Provided records -

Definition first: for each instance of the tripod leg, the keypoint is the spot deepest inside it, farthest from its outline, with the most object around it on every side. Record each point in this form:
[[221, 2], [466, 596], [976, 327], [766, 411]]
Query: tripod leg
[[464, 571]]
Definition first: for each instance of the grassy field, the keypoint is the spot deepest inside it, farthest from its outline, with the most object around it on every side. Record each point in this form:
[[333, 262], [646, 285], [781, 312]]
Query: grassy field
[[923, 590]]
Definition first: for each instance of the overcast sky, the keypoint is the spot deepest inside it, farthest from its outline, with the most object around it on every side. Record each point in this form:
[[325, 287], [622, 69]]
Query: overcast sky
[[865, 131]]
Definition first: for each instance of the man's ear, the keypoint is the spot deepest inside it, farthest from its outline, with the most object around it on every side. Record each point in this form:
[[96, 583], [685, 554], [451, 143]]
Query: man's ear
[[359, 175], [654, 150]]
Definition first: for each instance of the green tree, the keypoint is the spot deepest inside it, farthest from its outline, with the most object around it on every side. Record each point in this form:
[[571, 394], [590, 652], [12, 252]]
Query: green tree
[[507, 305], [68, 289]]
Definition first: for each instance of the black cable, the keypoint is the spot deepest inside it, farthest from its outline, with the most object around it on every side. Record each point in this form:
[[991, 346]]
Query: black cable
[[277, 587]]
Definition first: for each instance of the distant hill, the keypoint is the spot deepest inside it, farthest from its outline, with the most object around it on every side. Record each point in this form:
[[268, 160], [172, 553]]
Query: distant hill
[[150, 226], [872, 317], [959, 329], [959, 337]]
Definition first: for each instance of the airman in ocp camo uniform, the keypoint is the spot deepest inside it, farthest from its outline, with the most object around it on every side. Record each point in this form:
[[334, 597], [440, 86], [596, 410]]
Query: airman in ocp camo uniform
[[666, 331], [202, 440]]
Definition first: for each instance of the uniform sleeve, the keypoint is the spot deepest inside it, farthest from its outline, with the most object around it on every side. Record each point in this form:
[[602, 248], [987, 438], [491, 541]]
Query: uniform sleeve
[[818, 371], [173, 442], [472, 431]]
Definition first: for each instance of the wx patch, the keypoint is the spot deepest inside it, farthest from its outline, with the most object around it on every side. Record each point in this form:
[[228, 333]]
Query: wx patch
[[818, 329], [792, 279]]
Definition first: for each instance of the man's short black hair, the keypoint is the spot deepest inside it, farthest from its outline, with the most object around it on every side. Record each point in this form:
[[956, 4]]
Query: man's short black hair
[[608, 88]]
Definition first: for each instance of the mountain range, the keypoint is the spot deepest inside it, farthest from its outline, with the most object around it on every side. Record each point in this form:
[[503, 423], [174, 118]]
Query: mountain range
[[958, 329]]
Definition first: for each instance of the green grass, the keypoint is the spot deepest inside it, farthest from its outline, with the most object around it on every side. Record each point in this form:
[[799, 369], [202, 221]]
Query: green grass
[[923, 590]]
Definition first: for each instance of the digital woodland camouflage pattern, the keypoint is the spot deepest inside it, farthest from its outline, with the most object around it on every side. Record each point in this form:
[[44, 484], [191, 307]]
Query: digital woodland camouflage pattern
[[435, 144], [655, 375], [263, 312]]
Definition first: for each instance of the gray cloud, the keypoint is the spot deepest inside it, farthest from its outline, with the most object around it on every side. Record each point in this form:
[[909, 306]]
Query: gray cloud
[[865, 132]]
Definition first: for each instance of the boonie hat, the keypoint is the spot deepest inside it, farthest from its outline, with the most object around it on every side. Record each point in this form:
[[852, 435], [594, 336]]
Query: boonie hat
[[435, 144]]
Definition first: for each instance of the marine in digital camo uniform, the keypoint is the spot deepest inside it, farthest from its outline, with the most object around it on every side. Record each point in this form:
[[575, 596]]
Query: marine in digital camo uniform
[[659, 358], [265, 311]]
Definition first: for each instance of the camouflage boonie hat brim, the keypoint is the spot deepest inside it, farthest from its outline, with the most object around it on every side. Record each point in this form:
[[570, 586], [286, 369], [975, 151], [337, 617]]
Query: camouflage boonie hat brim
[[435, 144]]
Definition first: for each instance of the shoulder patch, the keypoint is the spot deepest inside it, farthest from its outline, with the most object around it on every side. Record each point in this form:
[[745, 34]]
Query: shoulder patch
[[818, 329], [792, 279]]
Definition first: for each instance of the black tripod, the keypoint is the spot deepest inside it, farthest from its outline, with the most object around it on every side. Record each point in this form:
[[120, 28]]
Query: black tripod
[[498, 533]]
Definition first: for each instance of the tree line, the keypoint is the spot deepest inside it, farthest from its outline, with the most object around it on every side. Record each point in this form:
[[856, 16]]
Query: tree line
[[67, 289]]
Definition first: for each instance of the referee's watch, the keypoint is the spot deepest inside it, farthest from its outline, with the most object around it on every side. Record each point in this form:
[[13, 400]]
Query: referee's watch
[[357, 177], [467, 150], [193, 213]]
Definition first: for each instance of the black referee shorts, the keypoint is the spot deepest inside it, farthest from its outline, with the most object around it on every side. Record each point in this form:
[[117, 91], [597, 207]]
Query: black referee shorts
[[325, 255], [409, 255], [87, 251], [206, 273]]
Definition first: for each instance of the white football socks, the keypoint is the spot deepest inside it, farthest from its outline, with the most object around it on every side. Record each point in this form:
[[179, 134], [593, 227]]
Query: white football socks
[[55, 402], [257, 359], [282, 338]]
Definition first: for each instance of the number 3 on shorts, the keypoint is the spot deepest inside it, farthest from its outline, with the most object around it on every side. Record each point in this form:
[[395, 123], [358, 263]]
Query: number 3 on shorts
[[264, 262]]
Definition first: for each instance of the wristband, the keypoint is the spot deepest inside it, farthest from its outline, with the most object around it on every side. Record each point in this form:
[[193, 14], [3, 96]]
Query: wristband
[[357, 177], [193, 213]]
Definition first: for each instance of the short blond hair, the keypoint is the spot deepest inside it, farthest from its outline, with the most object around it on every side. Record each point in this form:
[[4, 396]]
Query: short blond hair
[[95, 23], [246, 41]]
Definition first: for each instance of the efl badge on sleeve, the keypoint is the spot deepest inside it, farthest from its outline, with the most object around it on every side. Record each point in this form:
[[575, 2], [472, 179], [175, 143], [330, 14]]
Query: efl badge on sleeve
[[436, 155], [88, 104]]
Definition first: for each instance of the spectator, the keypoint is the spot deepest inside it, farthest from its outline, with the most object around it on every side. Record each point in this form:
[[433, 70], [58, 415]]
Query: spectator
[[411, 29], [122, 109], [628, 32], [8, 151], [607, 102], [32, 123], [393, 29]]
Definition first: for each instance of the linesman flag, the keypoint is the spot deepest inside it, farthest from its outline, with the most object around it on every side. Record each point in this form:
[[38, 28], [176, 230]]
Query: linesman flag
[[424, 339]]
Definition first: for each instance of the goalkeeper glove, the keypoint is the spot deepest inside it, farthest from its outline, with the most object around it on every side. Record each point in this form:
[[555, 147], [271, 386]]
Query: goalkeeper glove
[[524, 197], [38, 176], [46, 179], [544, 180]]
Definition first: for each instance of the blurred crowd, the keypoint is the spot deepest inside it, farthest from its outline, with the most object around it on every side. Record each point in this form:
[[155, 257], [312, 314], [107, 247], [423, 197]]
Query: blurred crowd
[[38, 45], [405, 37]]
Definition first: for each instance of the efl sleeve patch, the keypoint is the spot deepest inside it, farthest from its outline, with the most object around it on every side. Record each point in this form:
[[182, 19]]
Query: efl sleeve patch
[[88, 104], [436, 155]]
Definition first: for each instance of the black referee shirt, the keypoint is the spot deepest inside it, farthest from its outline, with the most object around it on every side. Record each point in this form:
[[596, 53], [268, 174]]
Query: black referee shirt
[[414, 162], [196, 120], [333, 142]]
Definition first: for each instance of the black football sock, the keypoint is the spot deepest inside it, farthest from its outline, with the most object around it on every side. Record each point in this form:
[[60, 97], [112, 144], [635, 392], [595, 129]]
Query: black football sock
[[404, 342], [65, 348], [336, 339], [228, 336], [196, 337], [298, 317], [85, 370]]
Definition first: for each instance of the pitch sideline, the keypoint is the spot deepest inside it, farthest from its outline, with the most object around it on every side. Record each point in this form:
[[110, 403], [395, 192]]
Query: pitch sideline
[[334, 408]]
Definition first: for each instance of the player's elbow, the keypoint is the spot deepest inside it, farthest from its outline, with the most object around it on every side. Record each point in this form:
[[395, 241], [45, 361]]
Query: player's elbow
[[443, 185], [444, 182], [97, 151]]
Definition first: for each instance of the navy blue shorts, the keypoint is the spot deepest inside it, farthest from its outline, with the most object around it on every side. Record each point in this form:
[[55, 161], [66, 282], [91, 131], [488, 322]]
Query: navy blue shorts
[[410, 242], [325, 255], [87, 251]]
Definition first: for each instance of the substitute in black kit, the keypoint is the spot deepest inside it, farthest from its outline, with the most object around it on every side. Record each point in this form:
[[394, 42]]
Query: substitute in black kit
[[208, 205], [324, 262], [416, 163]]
--
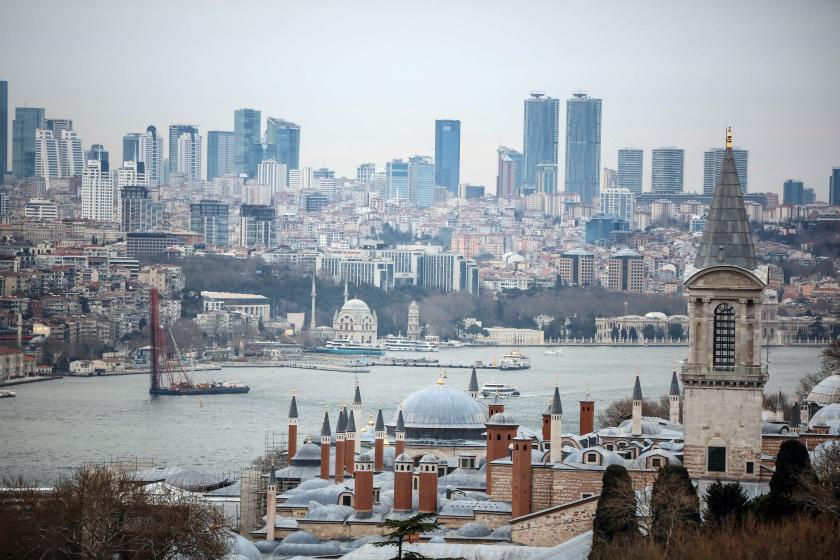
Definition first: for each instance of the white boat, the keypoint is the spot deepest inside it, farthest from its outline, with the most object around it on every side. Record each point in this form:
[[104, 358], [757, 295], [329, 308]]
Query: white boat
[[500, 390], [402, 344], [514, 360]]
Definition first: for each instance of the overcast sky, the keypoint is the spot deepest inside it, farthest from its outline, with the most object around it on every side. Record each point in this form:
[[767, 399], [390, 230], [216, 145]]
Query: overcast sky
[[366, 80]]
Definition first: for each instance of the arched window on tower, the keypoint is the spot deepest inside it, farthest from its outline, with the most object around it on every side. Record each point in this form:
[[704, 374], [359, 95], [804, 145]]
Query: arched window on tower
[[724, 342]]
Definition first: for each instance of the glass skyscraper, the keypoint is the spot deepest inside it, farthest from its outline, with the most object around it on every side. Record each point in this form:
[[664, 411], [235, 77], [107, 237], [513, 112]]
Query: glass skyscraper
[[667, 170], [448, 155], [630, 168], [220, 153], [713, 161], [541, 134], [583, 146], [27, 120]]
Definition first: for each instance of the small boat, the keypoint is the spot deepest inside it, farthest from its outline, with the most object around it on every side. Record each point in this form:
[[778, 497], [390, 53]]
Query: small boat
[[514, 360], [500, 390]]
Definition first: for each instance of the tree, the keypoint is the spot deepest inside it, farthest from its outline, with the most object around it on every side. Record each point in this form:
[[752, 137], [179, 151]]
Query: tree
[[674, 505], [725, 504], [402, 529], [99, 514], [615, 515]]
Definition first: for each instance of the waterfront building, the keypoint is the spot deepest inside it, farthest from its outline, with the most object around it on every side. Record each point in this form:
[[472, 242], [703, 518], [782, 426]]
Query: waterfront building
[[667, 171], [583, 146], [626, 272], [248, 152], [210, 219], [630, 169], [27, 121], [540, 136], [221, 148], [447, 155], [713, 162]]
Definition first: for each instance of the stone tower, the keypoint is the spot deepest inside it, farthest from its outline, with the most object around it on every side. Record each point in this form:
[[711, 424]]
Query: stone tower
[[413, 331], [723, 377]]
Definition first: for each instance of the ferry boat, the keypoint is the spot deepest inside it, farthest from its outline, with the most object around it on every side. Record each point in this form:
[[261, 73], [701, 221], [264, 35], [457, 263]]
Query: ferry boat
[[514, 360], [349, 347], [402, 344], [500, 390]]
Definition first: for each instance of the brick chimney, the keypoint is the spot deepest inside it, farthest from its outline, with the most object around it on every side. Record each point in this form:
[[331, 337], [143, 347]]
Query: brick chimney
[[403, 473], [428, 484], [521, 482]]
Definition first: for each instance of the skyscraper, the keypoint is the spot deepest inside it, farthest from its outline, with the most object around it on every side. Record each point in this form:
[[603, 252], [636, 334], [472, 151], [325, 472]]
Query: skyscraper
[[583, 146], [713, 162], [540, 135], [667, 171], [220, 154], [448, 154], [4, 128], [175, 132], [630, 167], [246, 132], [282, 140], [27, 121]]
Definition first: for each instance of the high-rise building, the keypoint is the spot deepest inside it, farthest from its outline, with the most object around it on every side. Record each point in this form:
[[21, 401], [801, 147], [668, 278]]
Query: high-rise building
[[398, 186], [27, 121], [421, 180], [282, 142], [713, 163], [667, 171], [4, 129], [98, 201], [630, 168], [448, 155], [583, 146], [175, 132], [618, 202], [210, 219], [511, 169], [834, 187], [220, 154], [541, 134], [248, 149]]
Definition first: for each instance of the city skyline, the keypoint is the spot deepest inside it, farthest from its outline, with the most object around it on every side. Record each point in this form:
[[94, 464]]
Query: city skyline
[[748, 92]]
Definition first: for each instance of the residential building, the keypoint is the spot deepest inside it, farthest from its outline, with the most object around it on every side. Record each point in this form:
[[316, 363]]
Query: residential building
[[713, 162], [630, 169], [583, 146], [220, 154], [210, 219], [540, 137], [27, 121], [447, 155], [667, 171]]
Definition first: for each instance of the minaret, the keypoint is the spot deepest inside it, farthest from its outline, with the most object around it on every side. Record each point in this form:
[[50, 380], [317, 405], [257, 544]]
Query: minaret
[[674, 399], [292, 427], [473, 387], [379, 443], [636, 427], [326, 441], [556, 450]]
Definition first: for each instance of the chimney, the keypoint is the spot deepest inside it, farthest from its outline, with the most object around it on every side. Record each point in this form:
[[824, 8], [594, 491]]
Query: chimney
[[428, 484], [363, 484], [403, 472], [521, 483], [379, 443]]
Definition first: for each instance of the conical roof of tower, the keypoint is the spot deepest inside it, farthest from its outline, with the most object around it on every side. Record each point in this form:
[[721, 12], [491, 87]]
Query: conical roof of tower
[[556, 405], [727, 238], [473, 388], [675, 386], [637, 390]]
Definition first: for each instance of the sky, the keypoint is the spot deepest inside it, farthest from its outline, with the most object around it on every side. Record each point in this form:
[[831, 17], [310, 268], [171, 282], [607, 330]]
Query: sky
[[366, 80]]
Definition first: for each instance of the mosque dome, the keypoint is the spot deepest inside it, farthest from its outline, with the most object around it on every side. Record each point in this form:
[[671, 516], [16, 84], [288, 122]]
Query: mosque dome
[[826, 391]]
* * *
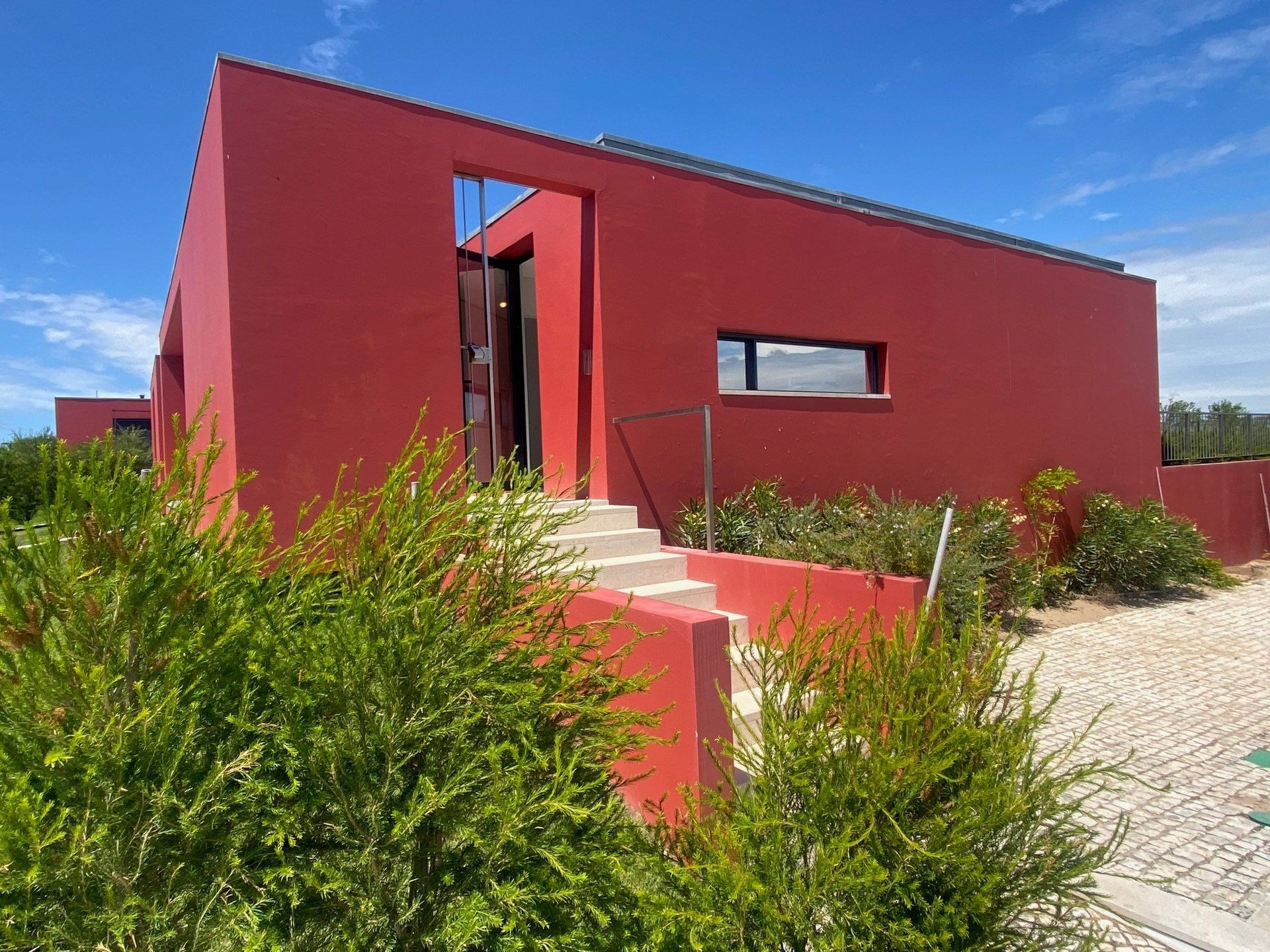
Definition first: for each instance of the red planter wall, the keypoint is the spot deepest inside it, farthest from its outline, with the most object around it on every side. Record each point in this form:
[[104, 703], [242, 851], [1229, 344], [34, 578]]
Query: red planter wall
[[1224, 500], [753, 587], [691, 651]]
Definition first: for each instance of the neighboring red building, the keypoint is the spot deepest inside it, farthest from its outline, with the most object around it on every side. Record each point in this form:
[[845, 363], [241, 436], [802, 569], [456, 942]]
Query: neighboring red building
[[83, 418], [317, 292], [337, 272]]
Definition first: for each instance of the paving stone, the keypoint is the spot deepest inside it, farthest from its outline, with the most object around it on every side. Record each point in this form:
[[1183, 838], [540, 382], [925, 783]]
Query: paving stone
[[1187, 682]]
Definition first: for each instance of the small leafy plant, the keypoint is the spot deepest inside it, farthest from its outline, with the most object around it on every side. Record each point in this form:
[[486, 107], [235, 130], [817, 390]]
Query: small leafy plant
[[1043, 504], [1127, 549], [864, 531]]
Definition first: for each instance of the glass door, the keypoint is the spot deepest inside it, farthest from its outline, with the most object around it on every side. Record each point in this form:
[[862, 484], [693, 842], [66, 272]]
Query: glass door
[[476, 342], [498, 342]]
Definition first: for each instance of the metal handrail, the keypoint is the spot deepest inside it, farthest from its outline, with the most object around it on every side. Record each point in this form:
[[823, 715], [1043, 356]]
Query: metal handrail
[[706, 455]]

Task description - Could you reproduce the listing from the line containing "Definition first: for each instance of the small leafy" through the line containing "Query: small leafy plant", swapping "small leafy plant" for "potted shrub" and leaving everything else as it is?

Exercise solution -
Definition first: for each instance of the potted shrub, the keypoint is the spot deepest inside it, farthest from its outline, with the most object around it on every side. Record each point in this form:
[[486, 107], [235, 130], [817, 390]]
Query: potted shrub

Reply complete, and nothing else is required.